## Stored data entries
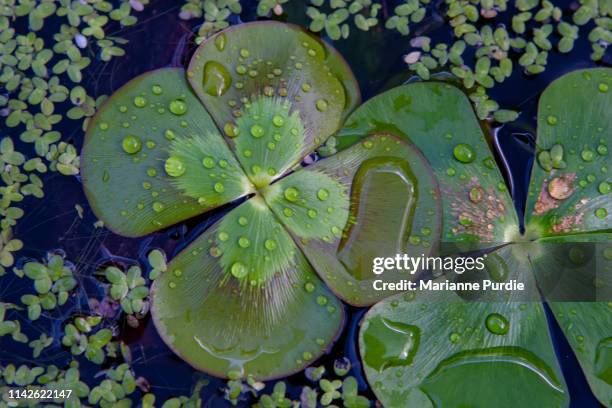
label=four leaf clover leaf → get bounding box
[81,21,441,380]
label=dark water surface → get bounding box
[2,0,609,406]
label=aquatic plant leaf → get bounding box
[320,40,361,120]
[549,301,612,406]
[525,68,612,237]
[359,245,568,408]
[186,21,351,188]
[263,134,441,306]
[151,196,344,380]
[336,82,519,247]
[81,68,253,237]
[531,233,612,406]
[530,233,612,303]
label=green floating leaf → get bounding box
[336,82,519,246]
[551,301,612,405]
[151,197,344,380]
[263,134,441,306]
[532,233,612,406]
[81,68,254,237]
[359,246,568,408]
[320,39,361,120]
[530,233,612,302]
[80,21,359,382]
[186,21,352,187]
[525,68,612,237]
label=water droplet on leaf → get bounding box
[122,135,142,154]
[317,188,329,201]
[203,61,232,97]
[230,262,247,279]
[214,33,226,51]
[238,237,250,248]
[214,182,225,193]
[284,187,300,202]
[597,144,608,155]
[133,96,147,107]
[264,239,277,251]
[272,115,284,127]
[315,99,328,112]
[250,124,264,138]
[169,99,187,115]
[224,122,239,138]
[548,176,573,200]
[581,149,594,162]
[469,187,484,203]
[164,129,176,140]
[202,157,215,169]
[362,316,421,372]
[485,313,509,335]
[165,156,186,177]
[453,143,476,163]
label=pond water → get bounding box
[2,0,609,406]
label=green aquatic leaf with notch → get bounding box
[337,81,520,247]
[81,21,442,380]
[349,68,611,407]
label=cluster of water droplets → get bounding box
[94,81,216,222]
[363,297,518,380]
[534,82,609,227]
[437,134,511,241]
[190,31,341,123]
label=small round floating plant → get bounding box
[81,21,612,407]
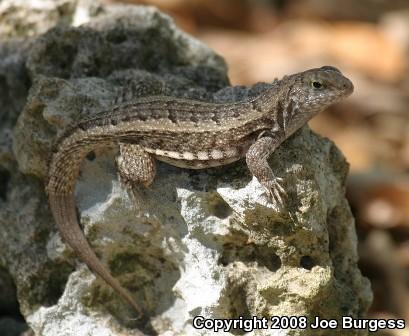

## Aim of the task
Nothing but the lines from the one containing "label=dark water surface → get bounding box" through the last line of the data should appear in the answer, copied exactly, with pictures excluded.

## Answer box
label=dark water surface → get bounding box
[2,0,609,406]
label=aquatic plant leaf → get bounding box
[320,40,361,120]
[549,301,612,406]
[525,68,612,237]
[359,245,568,408]
[186,21,351,188]
[263,134,441,306]
[151,196,344,380]
[336,82,519,247]
[81,68,253,237]
[531,233,612,406]
[530,233,612,303]
label=green floating leaf → get bounding box
[336,82,519,246]
[551,301,612,405]
[151,197,344,380]
[263,134,441,306]
[532,233,612,406]
[81,68,254,237]
[359,246,568,408]
[320,39,361,120]
[530,233,612,302]
[80,21,359,382]
[186,21,352,187]
[525,68,612,237]
label=water droplet on leaf → get bounding box
[122,135,142,154]
[317,188,329,201]
[203,61,232,97]
[230,262,247,279]
[214,33,226,51]
[238,237,250,248]
[214,182,225,193]
[284,187,300,202]
[597,144,608,155]
[133,96,147,107]
[264,239,277,251]
[272,115,284,127]
[315,99,328,112]
[250,124,264,138]
[169,99,187,115]
[224,122,239,138]
[548,176,573,200]
[581,149,594,162]
[469,187,484,203]
[164,129,176,140]
[202,157,215,169]
[362,316,421,372]
[485,313,509,335]
[165,156,186,177]
[453,143,476,163]
label=pond water → get bounding box
[2,0,609,406]
label=green aquatic leaf with notch → get bounding box
[337,81,520,247]
[81,21,442,380]
[349,68,611,407]
label=cluster of water droplets → get bounding box
[94,81,216,222]
[363,297,518,380]
[534,82,609,227]
[437,134,511,241]
[190,31,341,123]
label=small round floating plant → get bounding box
[81,21,612,407]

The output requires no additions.